Work request: Set down each record below precisely, skipping the pictures.

● ● ● ●

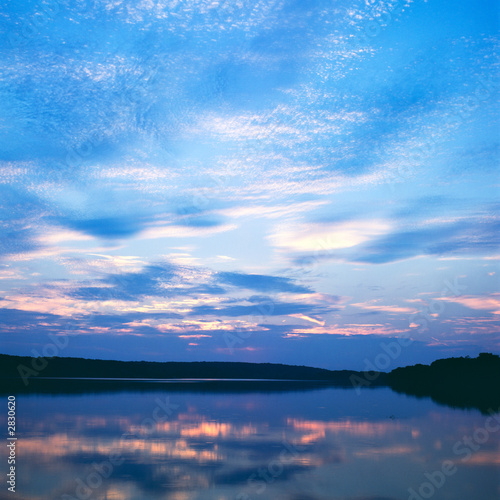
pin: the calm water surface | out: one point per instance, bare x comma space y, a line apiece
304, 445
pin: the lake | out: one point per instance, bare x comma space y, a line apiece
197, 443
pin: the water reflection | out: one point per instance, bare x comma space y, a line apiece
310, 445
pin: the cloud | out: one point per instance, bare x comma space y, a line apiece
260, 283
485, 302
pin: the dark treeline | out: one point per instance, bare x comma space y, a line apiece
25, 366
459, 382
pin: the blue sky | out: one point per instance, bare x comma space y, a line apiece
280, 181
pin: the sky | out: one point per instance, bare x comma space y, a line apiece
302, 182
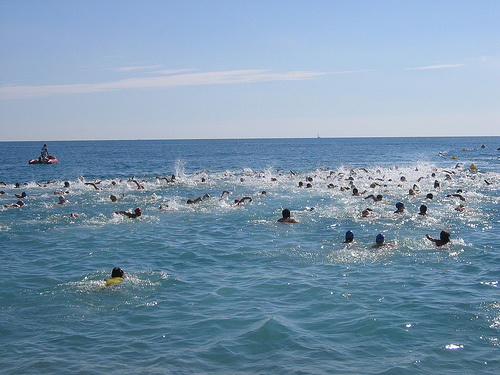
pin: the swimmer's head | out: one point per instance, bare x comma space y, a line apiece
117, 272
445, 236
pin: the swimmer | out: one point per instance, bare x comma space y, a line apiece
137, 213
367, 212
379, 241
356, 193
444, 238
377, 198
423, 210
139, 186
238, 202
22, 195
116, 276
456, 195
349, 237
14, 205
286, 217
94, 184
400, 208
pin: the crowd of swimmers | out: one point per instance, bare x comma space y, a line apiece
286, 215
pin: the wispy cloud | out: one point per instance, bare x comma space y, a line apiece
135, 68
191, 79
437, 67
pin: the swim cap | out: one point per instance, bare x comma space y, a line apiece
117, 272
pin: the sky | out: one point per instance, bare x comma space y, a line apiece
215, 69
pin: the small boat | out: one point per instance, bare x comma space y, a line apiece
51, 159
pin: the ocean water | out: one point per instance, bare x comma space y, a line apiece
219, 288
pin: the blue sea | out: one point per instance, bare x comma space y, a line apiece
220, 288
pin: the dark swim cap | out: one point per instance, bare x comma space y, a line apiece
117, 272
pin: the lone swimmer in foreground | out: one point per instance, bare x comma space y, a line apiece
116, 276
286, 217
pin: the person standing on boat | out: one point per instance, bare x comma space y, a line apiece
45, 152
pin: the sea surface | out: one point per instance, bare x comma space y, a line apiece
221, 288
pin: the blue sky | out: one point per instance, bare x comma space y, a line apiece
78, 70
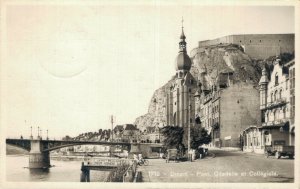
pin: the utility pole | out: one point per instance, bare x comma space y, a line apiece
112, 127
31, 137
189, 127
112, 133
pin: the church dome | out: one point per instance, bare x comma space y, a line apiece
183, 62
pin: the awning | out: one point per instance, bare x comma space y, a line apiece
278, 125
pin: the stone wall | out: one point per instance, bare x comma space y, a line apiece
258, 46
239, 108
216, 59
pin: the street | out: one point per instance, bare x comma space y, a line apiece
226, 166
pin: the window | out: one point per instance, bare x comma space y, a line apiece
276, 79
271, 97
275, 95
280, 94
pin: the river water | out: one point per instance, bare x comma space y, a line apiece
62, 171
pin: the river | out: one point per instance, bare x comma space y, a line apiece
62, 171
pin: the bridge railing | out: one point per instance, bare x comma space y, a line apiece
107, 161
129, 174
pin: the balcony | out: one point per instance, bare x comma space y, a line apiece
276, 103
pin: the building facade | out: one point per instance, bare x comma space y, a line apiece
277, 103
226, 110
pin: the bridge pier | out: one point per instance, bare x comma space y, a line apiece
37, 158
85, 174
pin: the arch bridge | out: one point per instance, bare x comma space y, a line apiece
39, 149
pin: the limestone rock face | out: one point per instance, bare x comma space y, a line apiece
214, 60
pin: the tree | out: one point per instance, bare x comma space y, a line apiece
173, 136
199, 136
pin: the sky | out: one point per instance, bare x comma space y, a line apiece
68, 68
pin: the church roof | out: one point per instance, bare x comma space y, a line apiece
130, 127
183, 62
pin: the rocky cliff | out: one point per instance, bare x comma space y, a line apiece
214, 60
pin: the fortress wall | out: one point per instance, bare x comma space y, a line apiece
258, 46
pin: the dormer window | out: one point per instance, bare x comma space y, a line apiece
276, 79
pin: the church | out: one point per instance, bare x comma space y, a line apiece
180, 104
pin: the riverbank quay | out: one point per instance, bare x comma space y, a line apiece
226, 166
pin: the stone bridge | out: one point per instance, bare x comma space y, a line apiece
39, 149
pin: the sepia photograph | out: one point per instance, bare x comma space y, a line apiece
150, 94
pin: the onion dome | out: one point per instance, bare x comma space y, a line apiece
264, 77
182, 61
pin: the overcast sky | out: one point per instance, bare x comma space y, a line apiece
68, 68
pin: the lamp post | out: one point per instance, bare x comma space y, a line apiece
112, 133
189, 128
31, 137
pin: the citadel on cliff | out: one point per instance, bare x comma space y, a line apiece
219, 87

● ● ● ●

Task output:
pin: the calm water surface | out: one point per instance, bare x comma space y, a line apiece
304, 445
pin: the lake | out: one point per instance, bare x comma space y, a line apiece
197, 443
pin: the water reflection | out: one point per instance, bare x comma space y, a line apiece
310, 445
pin: the cloud | out: one point per instance, bare x comma space y, a line apiece
260, 283
485, 302
pin: the dark treeline | out: one point per instance, bare x comma space y, a line apiece
25, 366
459, 382
pin: the blue sky | out: one point per instance, bare x comma space y, a line apiece
280, 181
pin: the sky | out: one point per instance, bare x comma space y, a line apiece
302, 182
pin: the swimmer's head | out: one point per instance, bare x comma space y, a line apiece
117, 272
445, 236
pin: the swimmer | out: one point per instance, bare x comma space y, a line apiece
137, 213
367, 212
379, 241
356, 193
444, 238
377, 198
423, 210
139, 186
238, 202
22, 195
116, 276
456, 195
349, 237
14, 205
286, 217
94, 184
400, 208
pin: the crowd of swimmers | out: one point per instance, bare x comma space y, a line apiece
286, 215
pin: the wispy cloud | out: one point per instance, bare x comma space y, a line apiece
135, 68
191, 79
437, 67
pin: the swim cap | out: one point per instance, bare x comma space y, a line apiece
117, 272
pin: the sky | out: one point per instance, bare x comma space y, a line apiece
215, 69
pin: the small boat | out: one point per instance, bare x comma space y, a line apiece
51, 159
pin: the ocean water | out: one point per instance, bare x comma space y, a line apiece
219, 288
pin: the blue sea | out: one point per instance, bare x comma space y, a line apiece
220, 288
pin: the dark swim cap | out: one point per instance, bare x comma space y, a line apiece
117, 272
pin: the lone swimmer in foreground | out: one point per instance, bare x comma space y, a line apiece
116, 276
286, 217
pin: the person standing on boat | out: one point per instance, bare x comma space y, a line apiece
45, 152
pin: the sea surface | out: one point per instance, bare x comma space y, a line apiece
221, 288
pin: the blue sky | out: one point per instance, bare x comma space y, a line apiece
78, 70
pin: the utility pole | out: one point per instance, bare x comma space y, a line apiece
112, 127
31, 137
189, 127
112, 133
pin: the church dome | out: one point per instance, bare x comma space y, a line apiece
183, 62
pin: the awning | out: one point per instance, bare x comma space y, a line apiece
278, 125
pin: the stone wall | out: one point per instance, bare x comma space y, a line apiece
258, 46
239, 108
216, 59
pin: the street | out: one point per instance, bare x comma space y, a line apiece
226, 166
pin: the window | out: one point per instance, bare x comma space y, a line apiece
276, 79
271, 97
275, 95
280, 94
pin: the river water | out: one point per instance, bare x comma space y, a line apiece
62, 171
pin: the river | out: one point per instance, bare x comma space y, a line apiece
62, 171
pin: the bridge railing | out: one point per instance, bare x comma space y, a line apiece
107, 161
129, 174
pin: the balcony | out: one point per instance, bare x comma space y, a line apiece
276, 103
pin: the building facade | out: one point per instance, bare x comma space y, a line apiece
277, 103
226, 110
pin: the bridge pier | out: one point per instance, bare x comma space y, a line apiece
37, 158
85, 174
pin: the arch bridge | out: one point per instance, bare x comma space y, a line apiece
39, 149
pin: the limestone rock face | out: one point per instance, bare x comma space y, a line apiece
214, 60
pin: the tree | out: one point per instance, bare x comma space y, a line apiece
173, 136
199, 136
pin: the sky | out: one point per instance, bare x comma space y, a line apiece
68, 68
pin: the church roof | out: one point per instance, bare x comma space y, a line apiece
130, 127
183, 62
pin: the rocky cliff | out: one point per instance, bare x comma space y, a line apiece
214, 60
pin: the fortress wall | out: one point per instance, bare x comma space y, a line apiece
258, 46
pin: the dormer window | out: one point per instance, bare x comma space y, a line apiece
276, 79
pin: the church | out: one point per instance, bare x comma space y, a line apiece
180, 104
pin: the riverbank quay | out: one point per instance, bare x comma space y, a line apiece
226, 166
pin: the stone bridge | out: one point per instance, bare x comma space y, a line apiece
39, 149
pin: the sepia photograph | out: one point per instance, bare x comma space y, a line apiece
150, 94
pin: the onion dome | out: one point per instance, bare x comma space y, a line apiece
264, 77
182, 61
pin: the overcast sky | out: one point per instance, bare x comma space y, a line apiece
68, 68
pin: the lamp post | out: one point per instance, bare x comma space y, a line apiece
112, 133
189, 128
31, 137
pin: the citadel on cliff | out: one point per instance, bare x comma space y, a line apiece
219, 87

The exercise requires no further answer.